=== Extract ===
## start

The minister sits down with his yellow pad, black and red pens next to the Bible he’s possessed for years and behind him are rows of biblical commentary books carefully shelved in his study on a lonely, dark Thursday night.
“Ah, what is the message this Sunday?” he says to himself. The ease and convenience of being alone when composing thoughts to be proclaimed four days later to a large group.
How much energy is needlessly expended by the minister who rarely asks the simple question, “What do they hear?” The minister is so concerned with scriptural references and that exact quote. “Was it verse 5 or 6, I can’t remember,” says the black and red penned minister.
What do they hear? You know who they are, they are “They.” Those folks sitting quietly in front of him who are living and breathing and assembling in this house of God with as many feelings and experiences as there are occupants during that Sunday morning service. (Cue “Eleanor Rigby.”)

## end

=== Written request A ===
In the passage about the minister, what colors are the pens beside his yellow pad?
The passage and the entries are unrelated to each other.

Records

## start

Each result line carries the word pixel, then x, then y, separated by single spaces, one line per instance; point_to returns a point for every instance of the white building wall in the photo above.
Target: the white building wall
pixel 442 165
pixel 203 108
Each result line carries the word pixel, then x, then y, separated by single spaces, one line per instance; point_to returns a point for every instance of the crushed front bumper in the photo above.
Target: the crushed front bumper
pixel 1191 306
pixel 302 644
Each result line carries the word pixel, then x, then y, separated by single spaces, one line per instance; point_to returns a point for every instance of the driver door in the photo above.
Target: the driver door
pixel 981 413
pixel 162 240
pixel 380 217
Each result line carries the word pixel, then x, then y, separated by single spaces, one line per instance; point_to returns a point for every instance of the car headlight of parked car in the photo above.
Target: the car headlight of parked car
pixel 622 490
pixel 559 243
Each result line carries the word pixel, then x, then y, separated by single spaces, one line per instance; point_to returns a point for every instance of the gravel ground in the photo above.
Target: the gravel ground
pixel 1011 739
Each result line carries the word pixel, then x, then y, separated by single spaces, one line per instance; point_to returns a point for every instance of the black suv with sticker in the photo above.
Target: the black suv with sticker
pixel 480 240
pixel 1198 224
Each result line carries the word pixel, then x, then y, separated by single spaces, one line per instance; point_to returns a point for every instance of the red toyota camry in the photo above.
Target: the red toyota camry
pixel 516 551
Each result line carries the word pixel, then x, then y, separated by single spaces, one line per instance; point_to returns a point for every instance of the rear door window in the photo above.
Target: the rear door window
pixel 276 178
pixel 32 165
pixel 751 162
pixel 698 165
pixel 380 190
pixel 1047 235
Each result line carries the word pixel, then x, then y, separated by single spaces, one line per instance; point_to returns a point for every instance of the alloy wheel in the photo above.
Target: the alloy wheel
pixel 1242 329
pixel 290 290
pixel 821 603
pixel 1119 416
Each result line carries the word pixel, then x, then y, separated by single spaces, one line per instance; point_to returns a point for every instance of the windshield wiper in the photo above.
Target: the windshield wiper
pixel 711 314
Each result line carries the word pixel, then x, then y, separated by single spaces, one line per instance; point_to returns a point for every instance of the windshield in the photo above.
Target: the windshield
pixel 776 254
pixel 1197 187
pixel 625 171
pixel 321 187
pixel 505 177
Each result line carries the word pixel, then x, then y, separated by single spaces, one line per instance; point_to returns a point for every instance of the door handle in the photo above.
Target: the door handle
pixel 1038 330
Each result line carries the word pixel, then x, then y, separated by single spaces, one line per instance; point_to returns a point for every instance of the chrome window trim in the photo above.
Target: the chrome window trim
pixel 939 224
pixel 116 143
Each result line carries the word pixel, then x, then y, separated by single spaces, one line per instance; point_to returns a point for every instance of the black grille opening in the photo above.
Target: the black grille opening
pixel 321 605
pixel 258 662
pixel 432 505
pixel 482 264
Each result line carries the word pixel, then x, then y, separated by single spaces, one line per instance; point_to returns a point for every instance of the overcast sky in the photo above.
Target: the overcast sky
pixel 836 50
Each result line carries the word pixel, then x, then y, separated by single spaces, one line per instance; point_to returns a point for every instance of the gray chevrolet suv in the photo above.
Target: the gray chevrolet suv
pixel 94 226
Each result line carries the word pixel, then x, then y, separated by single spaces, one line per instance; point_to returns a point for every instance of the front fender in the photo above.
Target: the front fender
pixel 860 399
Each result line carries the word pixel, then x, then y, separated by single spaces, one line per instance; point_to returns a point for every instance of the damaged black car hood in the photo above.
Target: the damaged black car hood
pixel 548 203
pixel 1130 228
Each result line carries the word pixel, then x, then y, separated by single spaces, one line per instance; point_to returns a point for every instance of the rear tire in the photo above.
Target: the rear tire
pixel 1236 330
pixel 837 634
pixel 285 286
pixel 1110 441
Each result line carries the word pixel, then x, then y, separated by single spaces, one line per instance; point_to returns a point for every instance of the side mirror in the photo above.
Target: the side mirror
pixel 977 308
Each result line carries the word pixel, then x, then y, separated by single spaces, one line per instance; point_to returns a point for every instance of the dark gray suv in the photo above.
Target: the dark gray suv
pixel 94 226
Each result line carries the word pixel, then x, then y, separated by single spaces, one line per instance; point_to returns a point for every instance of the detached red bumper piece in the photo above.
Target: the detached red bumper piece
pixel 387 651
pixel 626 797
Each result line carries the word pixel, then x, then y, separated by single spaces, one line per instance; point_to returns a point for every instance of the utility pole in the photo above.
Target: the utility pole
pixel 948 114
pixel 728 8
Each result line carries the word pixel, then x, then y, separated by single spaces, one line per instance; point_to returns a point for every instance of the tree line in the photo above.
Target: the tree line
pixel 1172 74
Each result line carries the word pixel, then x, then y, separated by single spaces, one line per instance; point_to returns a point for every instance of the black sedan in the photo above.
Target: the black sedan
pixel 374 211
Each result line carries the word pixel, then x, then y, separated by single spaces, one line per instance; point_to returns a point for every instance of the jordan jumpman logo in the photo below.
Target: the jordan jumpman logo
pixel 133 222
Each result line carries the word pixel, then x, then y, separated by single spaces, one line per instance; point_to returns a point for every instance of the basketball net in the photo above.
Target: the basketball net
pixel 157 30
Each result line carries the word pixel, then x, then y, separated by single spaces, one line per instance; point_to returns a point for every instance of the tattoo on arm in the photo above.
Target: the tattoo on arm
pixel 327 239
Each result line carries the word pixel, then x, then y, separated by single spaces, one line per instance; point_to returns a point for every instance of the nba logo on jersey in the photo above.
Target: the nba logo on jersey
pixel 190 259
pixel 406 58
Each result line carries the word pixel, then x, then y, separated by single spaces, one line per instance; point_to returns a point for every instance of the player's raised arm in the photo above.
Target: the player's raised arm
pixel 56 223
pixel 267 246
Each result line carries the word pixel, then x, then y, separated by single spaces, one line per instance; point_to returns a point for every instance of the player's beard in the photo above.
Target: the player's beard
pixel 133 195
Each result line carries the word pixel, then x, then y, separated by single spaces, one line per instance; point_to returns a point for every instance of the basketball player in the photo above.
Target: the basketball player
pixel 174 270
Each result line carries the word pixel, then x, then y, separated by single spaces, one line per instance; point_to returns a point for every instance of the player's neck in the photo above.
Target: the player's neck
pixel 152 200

## end

=== Written request B ===
Filter the entries down to every line that contains the word "wiper". Case counts.

=== Exercise result A ===
Black and red.

=== Exercise result B ===
Each result line carries the word pixel, then x, then y, separated by single spaces, one line per instance; point_to returns a point for every instance of the windshield wiper in the photo above.
Target: the windshield wiper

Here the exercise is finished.